* _To-do item_: State how many lines of the data below contain the string "that", counting it as case-sensitive. Give only the number.

Dataset entries
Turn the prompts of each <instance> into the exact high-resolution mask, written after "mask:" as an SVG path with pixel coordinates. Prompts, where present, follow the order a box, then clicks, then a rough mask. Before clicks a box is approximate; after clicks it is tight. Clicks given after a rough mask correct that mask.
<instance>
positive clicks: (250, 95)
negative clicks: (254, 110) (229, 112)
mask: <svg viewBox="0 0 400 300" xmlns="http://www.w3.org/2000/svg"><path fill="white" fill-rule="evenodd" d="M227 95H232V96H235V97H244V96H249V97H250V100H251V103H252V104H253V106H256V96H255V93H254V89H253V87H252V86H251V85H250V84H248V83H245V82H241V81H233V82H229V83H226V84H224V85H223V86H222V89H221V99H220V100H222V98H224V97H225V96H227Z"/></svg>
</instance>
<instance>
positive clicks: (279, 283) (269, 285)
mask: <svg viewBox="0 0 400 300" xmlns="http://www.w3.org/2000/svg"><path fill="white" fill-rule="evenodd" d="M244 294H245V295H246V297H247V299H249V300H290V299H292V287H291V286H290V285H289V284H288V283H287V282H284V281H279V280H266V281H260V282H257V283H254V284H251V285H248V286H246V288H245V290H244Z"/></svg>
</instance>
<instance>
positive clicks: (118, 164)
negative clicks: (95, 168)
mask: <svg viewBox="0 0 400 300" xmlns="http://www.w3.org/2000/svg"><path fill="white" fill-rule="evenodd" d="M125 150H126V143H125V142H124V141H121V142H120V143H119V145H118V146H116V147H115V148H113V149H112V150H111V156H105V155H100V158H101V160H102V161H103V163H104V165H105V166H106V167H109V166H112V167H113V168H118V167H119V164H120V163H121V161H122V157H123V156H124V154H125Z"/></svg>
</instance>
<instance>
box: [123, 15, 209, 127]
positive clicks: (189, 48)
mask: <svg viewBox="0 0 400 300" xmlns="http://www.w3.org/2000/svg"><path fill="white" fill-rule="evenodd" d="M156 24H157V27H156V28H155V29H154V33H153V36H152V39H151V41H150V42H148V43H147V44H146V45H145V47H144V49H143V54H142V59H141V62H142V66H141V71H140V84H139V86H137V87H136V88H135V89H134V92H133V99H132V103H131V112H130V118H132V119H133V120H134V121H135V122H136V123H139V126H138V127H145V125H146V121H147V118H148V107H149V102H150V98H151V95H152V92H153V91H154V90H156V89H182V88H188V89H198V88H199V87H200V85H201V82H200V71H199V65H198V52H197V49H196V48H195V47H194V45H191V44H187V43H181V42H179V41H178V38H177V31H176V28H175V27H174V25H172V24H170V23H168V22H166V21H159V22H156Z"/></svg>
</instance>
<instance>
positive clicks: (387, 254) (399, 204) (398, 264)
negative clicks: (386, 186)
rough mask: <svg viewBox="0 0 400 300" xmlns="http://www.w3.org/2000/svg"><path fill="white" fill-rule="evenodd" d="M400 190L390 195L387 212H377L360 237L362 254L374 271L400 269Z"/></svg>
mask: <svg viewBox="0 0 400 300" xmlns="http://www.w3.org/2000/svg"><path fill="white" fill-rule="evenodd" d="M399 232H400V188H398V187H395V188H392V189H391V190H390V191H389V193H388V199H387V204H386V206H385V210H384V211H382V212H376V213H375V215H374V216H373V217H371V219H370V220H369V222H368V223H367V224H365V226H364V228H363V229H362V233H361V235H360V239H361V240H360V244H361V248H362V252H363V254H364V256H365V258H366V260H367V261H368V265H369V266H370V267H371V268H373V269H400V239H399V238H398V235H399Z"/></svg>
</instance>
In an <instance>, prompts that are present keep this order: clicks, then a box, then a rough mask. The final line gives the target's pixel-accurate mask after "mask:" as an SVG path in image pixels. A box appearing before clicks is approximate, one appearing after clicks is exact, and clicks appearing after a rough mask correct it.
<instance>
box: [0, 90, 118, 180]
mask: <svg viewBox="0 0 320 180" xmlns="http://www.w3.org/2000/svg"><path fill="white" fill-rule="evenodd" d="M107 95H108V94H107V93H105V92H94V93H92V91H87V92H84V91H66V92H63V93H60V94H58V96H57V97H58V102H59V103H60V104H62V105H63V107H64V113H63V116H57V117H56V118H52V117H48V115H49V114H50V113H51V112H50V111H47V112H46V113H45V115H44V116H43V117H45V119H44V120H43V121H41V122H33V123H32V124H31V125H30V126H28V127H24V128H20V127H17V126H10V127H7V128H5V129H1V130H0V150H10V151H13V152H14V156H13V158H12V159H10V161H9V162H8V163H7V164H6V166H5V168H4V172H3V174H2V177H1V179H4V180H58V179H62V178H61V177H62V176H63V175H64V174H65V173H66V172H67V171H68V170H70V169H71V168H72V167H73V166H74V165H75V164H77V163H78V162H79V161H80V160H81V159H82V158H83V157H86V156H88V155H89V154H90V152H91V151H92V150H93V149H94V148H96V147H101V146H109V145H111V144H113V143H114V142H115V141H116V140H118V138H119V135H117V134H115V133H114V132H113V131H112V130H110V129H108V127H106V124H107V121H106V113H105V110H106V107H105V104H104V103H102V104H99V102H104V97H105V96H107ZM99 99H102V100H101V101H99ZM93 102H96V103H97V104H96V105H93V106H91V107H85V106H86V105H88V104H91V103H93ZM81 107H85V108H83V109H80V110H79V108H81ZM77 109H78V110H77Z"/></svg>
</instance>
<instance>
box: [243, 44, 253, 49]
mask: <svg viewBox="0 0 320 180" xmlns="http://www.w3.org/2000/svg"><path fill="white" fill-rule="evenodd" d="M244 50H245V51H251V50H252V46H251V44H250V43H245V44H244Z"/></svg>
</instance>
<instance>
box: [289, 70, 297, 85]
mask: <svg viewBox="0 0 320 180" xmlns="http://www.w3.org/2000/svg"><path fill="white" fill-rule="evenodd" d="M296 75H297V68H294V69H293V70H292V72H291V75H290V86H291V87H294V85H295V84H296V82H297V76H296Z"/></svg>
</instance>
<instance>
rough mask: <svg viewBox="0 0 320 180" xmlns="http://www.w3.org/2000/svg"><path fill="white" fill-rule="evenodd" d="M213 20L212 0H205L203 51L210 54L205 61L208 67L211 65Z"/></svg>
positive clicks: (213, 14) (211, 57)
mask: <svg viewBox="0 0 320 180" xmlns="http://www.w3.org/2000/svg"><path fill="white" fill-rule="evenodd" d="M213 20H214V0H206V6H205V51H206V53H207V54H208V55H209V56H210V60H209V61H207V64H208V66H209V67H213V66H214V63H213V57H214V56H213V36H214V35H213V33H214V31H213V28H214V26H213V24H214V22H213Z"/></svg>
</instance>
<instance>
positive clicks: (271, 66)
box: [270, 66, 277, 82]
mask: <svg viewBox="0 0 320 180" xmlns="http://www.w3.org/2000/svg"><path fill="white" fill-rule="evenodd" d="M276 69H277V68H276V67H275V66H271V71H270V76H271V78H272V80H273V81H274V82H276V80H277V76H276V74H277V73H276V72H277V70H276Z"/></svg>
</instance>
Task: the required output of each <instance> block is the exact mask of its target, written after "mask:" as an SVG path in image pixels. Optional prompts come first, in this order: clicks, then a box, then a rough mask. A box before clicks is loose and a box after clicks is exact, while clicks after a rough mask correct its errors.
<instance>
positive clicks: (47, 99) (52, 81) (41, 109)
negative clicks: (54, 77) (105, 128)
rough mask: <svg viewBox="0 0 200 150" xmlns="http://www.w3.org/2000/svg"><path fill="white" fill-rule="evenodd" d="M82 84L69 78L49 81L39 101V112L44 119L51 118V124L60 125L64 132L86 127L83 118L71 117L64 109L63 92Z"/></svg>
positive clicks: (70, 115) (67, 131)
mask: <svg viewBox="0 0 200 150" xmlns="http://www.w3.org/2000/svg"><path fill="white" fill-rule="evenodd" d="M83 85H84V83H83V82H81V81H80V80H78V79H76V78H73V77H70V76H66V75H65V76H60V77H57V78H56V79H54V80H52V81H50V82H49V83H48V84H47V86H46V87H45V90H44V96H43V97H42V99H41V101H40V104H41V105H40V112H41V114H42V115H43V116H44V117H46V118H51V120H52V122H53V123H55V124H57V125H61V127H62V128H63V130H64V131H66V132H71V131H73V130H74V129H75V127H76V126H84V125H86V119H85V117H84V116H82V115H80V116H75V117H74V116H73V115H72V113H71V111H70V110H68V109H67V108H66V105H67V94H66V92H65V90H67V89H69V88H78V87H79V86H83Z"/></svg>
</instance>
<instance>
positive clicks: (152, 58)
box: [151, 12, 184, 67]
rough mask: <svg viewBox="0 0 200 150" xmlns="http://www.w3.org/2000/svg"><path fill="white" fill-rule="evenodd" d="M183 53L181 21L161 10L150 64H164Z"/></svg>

* _Reply to the exercise_: 2